## Activity:
Before you return the entries below, strip out the pictures and keep all else exact.

## Referring expression pointing data:
------------------------

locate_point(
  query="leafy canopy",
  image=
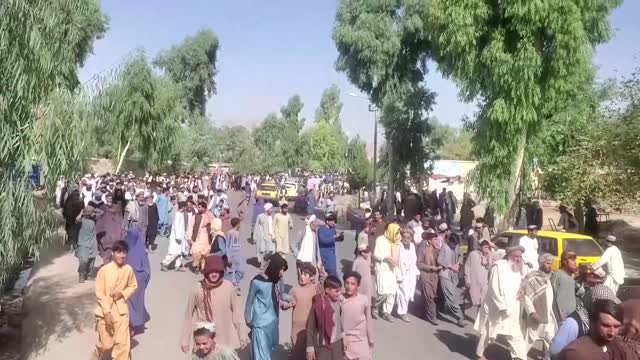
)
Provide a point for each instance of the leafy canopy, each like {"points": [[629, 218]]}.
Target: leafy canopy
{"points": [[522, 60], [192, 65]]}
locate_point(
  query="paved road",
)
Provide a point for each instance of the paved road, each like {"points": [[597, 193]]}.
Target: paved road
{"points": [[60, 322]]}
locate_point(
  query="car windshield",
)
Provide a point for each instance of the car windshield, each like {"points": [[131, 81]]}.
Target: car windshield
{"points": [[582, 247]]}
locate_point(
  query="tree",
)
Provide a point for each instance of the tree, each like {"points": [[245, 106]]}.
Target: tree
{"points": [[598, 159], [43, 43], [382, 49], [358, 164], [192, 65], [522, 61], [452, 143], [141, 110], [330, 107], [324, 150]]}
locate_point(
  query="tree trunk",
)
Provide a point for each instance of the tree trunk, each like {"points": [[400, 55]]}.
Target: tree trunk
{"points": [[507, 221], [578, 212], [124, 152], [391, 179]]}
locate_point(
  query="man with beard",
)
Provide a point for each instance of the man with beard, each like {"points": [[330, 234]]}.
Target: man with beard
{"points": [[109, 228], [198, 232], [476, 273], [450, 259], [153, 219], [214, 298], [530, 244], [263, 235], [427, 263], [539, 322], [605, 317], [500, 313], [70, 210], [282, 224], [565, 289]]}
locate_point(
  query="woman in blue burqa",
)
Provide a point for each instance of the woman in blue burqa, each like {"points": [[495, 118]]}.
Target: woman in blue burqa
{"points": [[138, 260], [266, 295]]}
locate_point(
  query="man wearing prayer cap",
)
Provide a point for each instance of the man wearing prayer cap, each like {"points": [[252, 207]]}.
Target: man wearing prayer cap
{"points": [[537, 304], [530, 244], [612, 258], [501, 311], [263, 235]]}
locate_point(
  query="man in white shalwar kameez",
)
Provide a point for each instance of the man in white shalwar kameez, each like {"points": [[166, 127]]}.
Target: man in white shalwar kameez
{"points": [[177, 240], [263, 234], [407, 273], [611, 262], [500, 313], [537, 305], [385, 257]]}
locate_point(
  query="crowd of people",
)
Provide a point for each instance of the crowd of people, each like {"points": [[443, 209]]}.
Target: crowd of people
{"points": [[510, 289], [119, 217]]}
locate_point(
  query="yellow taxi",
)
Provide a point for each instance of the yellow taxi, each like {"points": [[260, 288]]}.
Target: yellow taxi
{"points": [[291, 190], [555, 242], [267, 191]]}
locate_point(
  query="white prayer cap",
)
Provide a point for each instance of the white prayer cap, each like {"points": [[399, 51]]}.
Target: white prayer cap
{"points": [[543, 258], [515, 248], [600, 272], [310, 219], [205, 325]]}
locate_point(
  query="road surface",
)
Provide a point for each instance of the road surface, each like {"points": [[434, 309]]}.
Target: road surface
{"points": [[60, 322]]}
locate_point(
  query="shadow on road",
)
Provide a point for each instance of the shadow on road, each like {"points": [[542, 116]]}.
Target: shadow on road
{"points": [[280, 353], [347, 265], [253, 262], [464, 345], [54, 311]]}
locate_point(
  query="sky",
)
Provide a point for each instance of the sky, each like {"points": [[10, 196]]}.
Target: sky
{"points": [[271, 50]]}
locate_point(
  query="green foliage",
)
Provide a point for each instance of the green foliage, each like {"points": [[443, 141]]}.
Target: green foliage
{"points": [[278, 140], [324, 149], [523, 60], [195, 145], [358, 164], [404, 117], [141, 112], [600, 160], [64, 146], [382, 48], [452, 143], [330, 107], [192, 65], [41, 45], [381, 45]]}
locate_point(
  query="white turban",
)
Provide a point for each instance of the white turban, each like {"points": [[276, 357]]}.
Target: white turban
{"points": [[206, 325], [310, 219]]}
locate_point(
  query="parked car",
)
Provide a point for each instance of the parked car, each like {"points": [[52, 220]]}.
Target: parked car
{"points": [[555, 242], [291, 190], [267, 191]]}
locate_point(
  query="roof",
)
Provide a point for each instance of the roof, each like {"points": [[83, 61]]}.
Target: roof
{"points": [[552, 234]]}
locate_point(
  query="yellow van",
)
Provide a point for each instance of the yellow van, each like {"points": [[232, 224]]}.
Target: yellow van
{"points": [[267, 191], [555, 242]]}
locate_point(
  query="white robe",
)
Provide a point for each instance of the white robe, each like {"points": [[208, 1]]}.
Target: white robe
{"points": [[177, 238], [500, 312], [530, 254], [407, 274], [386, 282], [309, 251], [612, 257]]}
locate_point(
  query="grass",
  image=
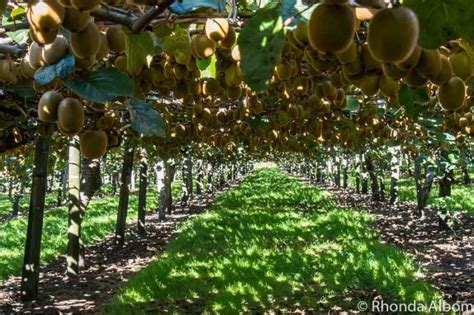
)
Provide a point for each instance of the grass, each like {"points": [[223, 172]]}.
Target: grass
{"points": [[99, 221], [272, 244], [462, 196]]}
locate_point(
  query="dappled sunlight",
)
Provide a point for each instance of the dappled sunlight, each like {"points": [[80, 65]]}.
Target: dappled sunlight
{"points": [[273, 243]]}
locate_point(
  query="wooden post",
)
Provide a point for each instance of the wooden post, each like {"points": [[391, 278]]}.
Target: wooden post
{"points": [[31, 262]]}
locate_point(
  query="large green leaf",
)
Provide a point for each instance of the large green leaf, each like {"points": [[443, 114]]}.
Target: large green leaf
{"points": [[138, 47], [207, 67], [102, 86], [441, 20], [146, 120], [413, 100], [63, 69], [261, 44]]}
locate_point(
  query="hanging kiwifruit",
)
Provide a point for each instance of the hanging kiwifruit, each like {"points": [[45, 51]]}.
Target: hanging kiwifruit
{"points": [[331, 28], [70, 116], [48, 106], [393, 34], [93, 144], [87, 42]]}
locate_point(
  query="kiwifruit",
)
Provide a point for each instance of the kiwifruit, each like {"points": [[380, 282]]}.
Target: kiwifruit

------------------------

## Finished task:
locate_point(
  query="leafy canopy",
  image=
)
Provide a point for each instance of the leafy canopy, each like {"points": [[629, 218]]}.
Target: leafy canopy
{"points": [[522, 60], [192, 65]]}
locate_point(
  query="paved road",
)
Provide a point for each instance of the paved road, each like {"points": [[597, 193]]}.
Target: paved road
{"points": [[60, 322]]}
locate_point(
  query="car windshield",
)
Provide a point for each instance of the car windshield, each like {"points": [[131, 81]]}.
Target: car windshield
{"points": [[582, 247]]}
locate_point(
  query="tree",
)
Provide a point for each instance of the tree, each like {"points": [[245, 106]]}.
Target: tree
{"points": [[598, 159], [43, 43], [382, 49], [358, 164], [192, 65], [522, 61], [452, 143], [141, 110], [330, 107], [324, 150]]}
locate_point(
  query="tree trunk",
)
Provide a point for each instance of the tree trunk, each like {"points": [[400, 55]]}.
Target: tree trunk
{"points": [[507, 221], [578, 212], [124, 152], [391, 179]]}
locate_point(
  query="man with beard",
)
Provide a point for each instance of the man with beard, each like {"points": [[330, 234]]}.
Target: man with beard
{"points": [[109, 228], [198, 232], [476, 273], [450, 259], [153, 219], [214, 298], [530, 244], [263, 235], [427, 263], [539, 322], [605, 317], [500, 313], [70, 210], [282, 224], [565, 289]]}
locate_point(
  query="woman in blue burqa",
)
Provide a point for each instance of the woman in blue burqa, each like {"points": [[495, 118]]}.
Target: woman in blue burqa
{"points": [[138, 260], [266, 295]]}
locate_point(
  query="man wearing prayer cap",
)
Provide a point for each instance of the man wearing prayer cap, each like {"points": [[252, 207]]}.
Target: man wearing prayer cap
{"points": [[537, 304], [530, 244], [612, 258], [501, 311], [263, 235]]}
locate_point(
  query="man in white shalwar kameez",
)
Provide a point for each instance of the man in white shalwar kameez, each like {"points": [[166, 127]]}.
Target: man in white shalwar kameez
{"points": [[177, 240], [263, 234], [407, 273], [611, 262], [500, 313], [537, 305], [385, 257]]}
locate_point(
  query="crowd of people",
)
Provide a point for each instance of the crowd of people, each like {"points": [[443, 209]]}.
Target: crowd of people
{"points": [[510, 289], [119, 217]]}
locate_point(
  query="yellow taxi",
)
Provide a point for each instance of the yellow taxi, each like {"points": [[260, 288]]}.
Target: yellow taxi
{"points": [[291, 190], [555, 242], [267, 191]]}
locate_point(
  query="white prayer cap",
)
Provide a point for each instance of the white prayer cap, each like {"points": [[399, 51]]}.
Target: white prayer cap
{"points": [[543, 258], [515, 248], [600, 272], [310, 219], [205, 325]]}
locate_point(
  query="road surface",
)
Provide a point for each instance of the road surface, each like {"points": [[434, 309]]}.
Target: road surface
{"points": [[60, 322]]}
locate_point(
  query="shadow on road",
)
Provide a point for each instance of the shadow on road, each like {"points": [[542, 116]]}.
Target: shadow on road
{"points": [[280, 353], [347, 265], [253, 262], [464, 345], [54, 311]]}
locate_point(
  query="sky",
)
Provide a point for each instance of the sky, each like {"points": [[10, 196]]}.
Target: sky
{"points": [[271, 50]]}
locate_point(
  query="green foliage",
)
Provide a point for each instance of the green foliage, each like {"points": [[443, 141]]}.
Target: green foliage
{"points": [[278, 140], [324, 149], [523, 60], [195, 145], [358, 164], [404, 117], [141, 112], [600, 160], [64, 146], [382, 48], [452, 143], [330, 107], [192, 65], [41, 45], [381, 45]]}
locate_point(
  query="white turban",
)
Provide a point for each instance of the white turban, each like {"points": [[276, 357]]}.
Target: white turban
{"points": [[206, 325], [310, 219]]}
locate_point(
  query="parked car",
)
Provide a point for each instance of the parked car, each like {"points": [[52, 220]]}.
Target: parked car
{"points": [[555, 242], [291, 190], [267, 191]]}
locate_point(
  query="roof",
)
Provide a point for each instance of the roof, each like {"points": [[83, 61]]}.
Target: roof
{"points": [[552, 234]]}
locate_point(
  query="yellow van",
)
Provide a point for each instance of the yellow van, each like {"points": [[232, 224]]}.
Target: yellow van
{"points": [[267, 191], [555, 242]]}
locate_point(
  query="white robe",
)
Provide a point for each instance of the white robe, each like {"points": [[208, 1]]}.
Target: white robe
{"points": [[177, 238], [500, 312], [530, 254], [407, 274], [386, 282], [309, 251], [612, 257]]}
locate_point(
  query="grass",
  image=
)
Provide a point for each instance of the grass, each like {"points": [[223, 172]]}.
Target: grass
{"points": [[99, 221], [272, 244], [462, 196]]}
locate_point(
  query="dappled sunlight",
)
Provide a point for each instance of the dappled sunlight, each like {"points": [[80, 65]]}.
Target: dappled sunlight
{"points": [[273, 243]]}
locate_point(
  query="wooden post",
)
Provide a point for each instance of the wooden post, each like {"points": [[391, 278]]}.
Target: wooden post
{"points": [[31, 262]]}
locate_point(
  query="large green leaf",
)
Provide a point for each instance of the large green leaf, each like {"points": [[443, 114]]}.
Target: large green leaf
{"points": [[138, 47], [207, 67], [102, 86], [441, 20], [146, 120], [413, 100], [63, 69], [261, 44]]}
locate_point(
  query="hanging kiwifruit",
)
Provide a point for each instance of the hanging kiwifruit, each like {"points": [[45, 51]]}.
Target: hanging kiwifruit
{"points": [[331, 28], [70, 116], [48, 106], [393, 34], [93, 144], [87, 42]]}
locate_point(
  query="kiwifruit",
)
Provide a point for each instance of the kiwifruit, each like {"points": [[380, 282]]}.
Target: kiwifruit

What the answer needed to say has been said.